[Records from a data source]
____________________

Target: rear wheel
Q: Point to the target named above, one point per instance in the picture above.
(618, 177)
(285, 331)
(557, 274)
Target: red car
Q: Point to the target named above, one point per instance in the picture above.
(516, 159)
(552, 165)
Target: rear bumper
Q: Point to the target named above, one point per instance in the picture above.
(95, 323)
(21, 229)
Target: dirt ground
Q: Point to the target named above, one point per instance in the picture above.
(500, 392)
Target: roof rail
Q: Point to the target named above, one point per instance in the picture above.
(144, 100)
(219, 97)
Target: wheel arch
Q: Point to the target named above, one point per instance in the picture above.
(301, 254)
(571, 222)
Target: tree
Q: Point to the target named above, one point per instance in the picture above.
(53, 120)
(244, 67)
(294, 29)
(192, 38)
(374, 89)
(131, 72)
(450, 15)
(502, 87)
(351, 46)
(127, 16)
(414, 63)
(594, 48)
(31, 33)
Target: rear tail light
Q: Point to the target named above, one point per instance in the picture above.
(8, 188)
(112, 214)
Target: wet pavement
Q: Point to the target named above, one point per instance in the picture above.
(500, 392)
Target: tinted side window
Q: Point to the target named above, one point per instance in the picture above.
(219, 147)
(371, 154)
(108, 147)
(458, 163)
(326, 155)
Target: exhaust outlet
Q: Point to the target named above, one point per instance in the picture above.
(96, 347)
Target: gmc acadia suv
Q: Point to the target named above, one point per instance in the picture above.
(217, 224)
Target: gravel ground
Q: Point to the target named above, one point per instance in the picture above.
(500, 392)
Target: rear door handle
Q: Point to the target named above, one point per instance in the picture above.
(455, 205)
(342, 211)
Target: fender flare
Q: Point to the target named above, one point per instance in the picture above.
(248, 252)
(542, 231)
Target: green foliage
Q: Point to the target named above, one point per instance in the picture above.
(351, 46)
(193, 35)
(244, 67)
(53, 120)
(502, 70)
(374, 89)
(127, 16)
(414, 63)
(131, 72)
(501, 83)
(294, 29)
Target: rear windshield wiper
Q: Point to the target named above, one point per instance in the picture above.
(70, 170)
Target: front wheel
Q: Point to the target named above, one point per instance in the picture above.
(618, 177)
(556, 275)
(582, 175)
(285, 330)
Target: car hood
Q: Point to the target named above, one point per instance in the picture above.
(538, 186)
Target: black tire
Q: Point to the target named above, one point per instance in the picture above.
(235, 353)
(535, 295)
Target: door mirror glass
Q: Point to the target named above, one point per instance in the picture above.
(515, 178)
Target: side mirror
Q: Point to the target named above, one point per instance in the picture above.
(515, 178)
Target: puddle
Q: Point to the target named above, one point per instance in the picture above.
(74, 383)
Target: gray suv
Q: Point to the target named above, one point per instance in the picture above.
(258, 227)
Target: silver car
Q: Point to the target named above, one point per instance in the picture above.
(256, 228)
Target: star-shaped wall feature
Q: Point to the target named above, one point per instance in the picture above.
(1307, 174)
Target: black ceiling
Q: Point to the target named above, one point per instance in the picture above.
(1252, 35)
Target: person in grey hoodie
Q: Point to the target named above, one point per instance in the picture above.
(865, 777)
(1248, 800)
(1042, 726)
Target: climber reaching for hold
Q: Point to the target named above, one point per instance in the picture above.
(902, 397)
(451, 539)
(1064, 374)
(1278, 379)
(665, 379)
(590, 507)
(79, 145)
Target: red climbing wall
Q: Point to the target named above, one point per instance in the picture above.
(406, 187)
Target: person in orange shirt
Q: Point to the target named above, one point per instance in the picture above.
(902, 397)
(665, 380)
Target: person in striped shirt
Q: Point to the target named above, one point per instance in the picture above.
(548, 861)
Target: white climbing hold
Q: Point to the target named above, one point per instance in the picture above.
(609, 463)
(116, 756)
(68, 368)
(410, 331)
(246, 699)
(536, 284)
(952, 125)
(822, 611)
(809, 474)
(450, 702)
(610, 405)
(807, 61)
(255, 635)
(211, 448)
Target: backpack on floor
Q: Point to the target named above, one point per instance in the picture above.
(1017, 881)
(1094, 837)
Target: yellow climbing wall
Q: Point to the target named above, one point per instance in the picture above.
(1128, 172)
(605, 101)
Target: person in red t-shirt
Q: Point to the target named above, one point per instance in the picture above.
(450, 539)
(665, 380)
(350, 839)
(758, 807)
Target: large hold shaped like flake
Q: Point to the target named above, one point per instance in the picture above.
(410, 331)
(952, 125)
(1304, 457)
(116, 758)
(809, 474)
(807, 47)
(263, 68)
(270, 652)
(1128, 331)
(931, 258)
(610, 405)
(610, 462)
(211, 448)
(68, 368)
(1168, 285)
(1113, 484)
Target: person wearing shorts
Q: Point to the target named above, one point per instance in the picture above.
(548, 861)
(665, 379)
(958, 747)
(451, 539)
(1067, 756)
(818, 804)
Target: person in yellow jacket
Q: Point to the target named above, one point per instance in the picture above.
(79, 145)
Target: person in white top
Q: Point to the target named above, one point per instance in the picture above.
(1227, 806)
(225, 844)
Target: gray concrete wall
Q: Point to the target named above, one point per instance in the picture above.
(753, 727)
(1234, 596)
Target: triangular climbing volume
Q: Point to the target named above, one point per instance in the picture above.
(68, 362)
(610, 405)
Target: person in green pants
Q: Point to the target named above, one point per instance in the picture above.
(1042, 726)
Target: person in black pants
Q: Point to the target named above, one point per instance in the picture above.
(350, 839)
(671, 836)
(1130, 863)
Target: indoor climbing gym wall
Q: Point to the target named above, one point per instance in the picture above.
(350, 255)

____________________

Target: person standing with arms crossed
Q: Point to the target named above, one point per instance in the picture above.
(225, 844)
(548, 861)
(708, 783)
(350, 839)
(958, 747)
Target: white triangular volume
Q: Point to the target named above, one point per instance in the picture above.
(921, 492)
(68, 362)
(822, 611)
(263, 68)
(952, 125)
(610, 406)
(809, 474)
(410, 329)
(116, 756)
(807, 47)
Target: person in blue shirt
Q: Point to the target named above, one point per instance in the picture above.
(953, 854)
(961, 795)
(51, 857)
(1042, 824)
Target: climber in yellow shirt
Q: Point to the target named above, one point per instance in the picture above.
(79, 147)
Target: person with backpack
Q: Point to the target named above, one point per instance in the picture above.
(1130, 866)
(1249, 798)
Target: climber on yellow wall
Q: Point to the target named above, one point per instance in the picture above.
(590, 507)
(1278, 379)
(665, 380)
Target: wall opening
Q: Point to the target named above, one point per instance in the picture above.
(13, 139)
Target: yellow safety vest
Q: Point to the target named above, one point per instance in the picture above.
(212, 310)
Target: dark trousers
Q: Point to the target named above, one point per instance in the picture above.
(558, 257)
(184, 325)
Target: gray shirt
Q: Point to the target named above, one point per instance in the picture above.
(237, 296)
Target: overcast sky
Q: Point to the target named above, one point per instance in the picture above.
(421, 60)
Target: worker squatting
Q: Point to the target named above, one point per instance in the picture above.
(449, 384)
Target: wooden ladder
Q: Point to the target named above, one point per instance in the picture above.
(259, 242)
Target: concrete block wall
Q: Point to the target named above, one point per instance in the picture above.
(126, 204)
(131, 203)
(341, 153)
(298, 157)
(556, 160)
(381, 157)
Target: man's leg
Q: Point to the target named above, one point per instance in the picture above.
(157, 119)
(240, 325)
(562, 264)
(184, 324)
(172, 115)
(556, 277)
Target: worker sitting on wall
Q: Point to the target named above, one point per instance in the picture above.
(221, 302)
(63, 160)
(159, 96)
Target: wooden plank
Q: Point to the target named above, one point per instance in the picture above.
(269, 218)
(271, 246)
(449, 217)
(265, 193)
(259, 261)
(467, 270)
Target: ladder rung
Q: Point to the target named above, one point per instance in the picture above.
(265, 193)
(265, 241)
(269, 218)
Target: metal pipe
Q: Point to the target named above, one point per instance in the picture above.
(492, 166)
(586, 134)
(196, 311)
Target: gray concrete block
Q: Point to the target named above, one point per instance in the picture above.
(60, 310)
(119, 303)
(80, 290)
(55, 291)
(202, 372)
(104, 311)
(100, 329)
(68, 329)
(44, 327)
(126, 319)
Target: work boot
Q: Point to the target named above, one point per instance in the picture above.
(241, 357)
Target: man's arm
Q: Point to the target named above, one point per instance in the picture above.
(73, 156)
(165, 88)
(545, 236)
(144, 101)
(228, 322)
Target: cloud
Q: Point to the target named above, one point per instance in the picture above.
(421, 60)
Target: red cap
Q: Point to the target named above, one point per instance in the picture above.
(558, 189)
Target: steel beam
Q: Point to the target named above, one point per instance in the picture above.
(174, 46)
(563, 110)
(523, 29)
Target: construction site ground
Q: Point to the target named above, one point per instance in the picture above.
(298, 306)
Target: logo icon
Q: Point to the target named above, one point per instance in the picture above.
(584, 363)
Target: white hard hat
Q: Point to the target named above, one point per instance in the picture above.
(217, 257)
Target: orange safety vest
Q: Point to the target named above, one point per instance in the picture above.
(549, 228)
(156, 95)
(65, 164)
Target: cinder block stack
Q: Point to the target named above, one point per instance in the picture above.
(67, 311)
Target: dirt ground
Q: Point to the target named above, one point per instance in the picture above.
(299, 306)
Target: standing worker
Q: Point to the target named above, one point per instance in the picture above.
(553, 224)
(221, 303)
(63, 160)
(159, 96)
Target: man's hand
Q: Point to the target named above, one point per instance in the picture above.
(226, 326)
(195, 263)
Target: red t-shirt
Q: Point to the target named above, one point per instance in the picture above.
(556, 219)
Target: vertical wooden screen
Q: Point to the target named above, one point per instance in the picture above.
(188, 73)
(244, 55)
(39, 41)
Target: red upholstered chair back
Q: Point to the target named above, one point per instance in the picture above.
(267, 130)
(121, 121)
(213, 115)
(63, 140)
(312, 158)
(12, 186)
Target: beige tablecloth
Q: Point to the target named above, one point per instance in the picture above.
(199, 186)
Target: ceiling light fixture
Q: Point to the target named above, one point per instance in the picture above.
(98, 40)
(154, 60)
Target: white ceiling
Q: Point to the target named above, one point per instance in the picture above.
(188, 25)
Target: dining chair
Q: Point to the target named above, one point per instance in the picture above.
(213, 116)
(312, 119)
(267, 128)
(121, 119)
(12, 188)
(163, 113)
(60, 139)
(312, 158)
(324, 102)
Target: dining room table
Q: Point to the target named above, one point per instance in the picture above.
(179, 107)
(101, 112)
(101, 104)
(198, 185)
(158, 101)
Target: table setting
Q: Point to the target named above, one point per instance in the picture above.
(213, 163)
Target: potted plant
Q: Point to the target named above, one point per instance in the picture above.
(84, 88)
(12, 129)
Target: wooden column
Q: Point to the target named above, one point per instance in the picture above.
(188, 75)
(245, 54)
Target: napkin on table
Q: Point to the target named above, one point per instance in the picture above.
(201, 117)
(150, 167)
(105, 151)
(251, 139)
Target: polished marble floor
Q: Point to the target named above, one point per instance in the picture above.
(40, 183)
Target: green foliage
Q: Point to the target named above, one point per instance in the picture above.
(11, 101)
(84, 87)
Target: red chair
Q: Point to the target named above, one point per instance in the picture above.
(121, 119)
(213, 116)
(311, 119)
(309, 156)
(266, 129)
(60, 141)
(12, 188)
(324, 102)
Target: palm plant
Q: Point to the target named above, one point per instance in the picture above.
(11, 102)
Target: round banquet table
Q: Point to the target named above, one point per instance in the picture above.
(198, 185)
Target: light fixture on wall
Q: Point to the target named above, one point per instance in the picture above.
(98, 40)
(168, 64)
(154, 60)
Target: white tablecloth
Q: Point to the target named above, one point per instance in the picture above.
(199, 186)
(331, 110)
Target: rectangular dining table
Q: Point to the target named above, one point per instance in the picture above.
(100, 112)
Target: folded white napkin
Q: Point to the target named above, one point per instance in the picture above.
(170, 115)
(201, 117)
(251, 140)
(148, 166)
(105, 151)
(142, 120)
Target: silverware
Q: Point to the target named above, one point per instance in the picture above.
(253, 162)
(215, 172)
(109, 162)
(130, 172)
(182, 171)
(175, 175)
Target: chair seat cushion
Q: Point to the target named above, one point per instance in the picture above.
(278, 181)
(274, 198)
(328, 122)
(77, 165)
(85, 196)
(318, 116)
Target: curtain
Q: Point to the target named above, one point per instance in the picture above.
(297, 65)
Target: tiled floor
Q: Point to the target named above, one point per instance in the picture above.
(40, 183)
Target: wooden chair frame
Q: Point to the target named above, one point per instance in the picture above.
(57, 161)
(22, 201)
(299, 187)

____________________

**What to produce:** Start at the line that has "Target: white triangular volume" and stop after the line that has "(1042, 824)". Write out every line in that stretch, increasing each coordinate by 21 and leaving all other text unchanged.

**Solution:**
Target: white triangular volume
Q: Point to the target named above, one point per instance in the picture above.
(942, 513)
(89, 383)
(843, 632)
(284, 89)
(973, 146)
(631, 427)
(830, 495)
(431, 350)
(137, 777)
(828, 68)
Target: person in blue shirt
Q: Point to the target named above, one point per instance in the picture above.
(974, 875)
(982, 816)
(72, 878)
(1063, 845)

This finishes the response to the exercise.